### EXCERPT PROVIDED
* start *

Real-Time Customer Profile overview

This video explains how Adobe Experience Platform assembles and updates Real-Time Customer Profiles and how you can access and use these profiles. For more information, please visit the Real-Time Customer Profile documentation.

Transcript
In this video, we’re going to introduce you to the real-time customer profile in Adobe Experience Platform. Every business wants to communicate with their customers in a way that feels personal. Responding to customers in a coordinated, relevant way, across an increasing variety of channels is a monumental challenge. And most companies struggle with the scale and velocity these experiences demand. Adobe understands that challenge and has developed real-time customer profile to power cross-channel personalization at scale, through each phase of the customer journey. In this video, we’ll give you an overview of how Adobe experience platform assembles and updates the customer profiles and show you how to access and use these profiles and experience platform. We’ll start with the identity graph. Building a real-time customer profile that spans multiple devices and channels starts by recognizing a person across those devices and channels. When that person interacts with your brand via your website, mobile app, call center or brick and motor store it’s critical that we recognize that behind these disparate identities is one individual. Unfortunately, tying all these different identities together to form a single view of a customer is no easy task. Previously attempting to do this required multiple teams and significant cost for companies and the results were not guaranteed.
At Adobe we recognized how hard this could be and we’ve developed a streamlined system for managing and stitching identities across the various channels in which you interact with your customers. We call these identity namespaces.
In experience platform we provide a handful of standard identity namespaces out of the box. And we also allow you to add your own namespaces to suit specific business needs. For example, say a web user browses your site for a few minutes before logging into their loyalty account. Once they log in, the ID service can link the anonymous web ID to an email address and CRM profile for that known person. A login from their mobile app creates additional links between identities. As new relationships form between IDs and various namespaces. The ID service continues to add to the identity graph for that individual. This is the first key step in building the real-time customer profile. So why is this important Well, data about your customers flows in from various sources and each of these presents a slightly different fragmented view of a given customer. For many companies this makes a single customer view and consistent messaging to that customer a significant challenge. Using the identity graph Adobe dynamically assembles these profile fragments into a consolidated view, which can then be used to build more accurate customer segments and deliver consistent right time experiences to that individual.

* end *

### DIRECTIONS
**a.** In the Real-Time Customer Profile transcript, what does Adobe call its system for managing and stitching identities across the channels where a business interacts with customers?
**b.** Write the next part of the Real-Time Customer Profile transcript, picking up after its final sentence.

(Entries taken from a collection)
* start *

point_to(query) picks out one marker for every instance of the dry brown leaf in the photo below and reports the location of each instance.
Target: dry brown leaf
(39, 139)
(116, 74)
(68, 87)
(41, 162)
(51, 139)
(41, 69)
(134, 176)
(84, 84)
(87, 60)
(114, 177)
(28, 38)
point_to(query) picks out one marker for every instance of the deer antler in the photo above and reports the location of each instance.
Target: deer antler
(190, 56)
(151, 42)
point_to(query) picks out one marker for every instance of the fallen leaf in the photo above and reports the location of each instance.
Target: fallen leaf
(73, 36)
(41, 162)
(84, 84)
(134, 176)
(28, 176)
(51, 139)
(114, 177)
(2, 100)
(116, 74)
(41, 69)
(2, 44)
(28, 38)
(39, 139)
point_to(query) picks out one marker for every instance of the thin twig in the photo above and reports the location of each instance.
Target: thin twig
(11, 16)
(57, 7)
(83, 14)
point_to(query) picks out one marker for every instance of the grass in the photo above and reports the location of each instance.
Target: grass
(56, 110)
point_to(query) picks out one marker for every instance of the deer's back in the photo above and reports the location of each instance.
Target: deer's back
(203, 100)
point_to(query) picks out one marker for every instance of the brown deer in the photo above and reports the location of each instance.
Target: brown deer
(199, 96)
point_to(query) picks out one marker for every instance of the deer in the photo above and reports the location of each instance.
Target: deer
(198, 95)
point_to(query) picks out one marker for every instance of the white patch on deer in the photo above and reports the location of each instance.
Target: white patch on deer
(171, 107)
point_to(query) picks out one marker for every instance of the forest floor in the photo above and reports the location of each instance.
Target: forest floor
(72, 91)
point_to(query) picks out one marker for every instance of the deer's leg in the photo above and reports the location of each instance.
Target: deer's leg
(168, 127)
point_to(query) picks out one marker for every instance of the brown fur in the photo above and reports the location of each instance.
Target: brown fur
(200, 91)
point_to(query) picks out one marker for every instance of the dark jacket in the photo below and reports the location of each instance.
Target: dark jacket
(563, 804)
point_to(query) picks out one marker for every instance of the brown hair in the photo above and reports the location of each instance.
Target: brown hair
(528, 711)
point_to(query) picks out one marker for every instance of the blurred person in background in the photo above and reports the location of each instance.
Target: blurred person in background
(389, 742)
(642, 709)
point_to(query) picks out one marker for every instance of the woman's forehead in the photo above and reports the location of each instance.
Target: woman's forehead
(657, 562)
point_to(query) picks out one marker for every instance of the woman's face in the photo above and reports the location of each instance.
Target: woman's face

* end *

### ANSWERS PROVIDED
**a.** Identity namespaces.

**b.**
Looking up a customer profile and experience platform is easy. Navigate to profiles and select the browse tab. Then select the merge policy, identity, namespace and identity value associated with a profile. The merge policy selector automatically selects the default merge policy for your organization. If you don’t wish to use that merge policy you can select the X beside the default policy to open the select merge policy dialogue and choose a different policy. Next, we want to select our identity namespace. Using the search function, I can quickly find the namespace I am looking for. I can also click on it and view the details before continuing after selecting an identity namespace, we return to the browse tab and can enter an identity value. This value is specific to an individual customer profile and must be a valid entry for the namespace provided. For example, selecting the identity namespace email would require an identity value in the form of a valid email address.
When we view the profile for that individual the profile service uses the current ID graph to gather all the profile fragments associated with that person, combining them into a single consolidated view. In this example, the data we’re looking at is a combination of information coming from a web application form, a customer loyalty program, and other sources. We can also see the various IDs and namespaces which make up the identity graph. Additionally, we have access to the consolidated interaction history across devices for this profile. We can also see what segments this profile belongs to by selecting the segment membership tab, making it easier than ever to see what’s happening holistically at the customer level and respond appropriately.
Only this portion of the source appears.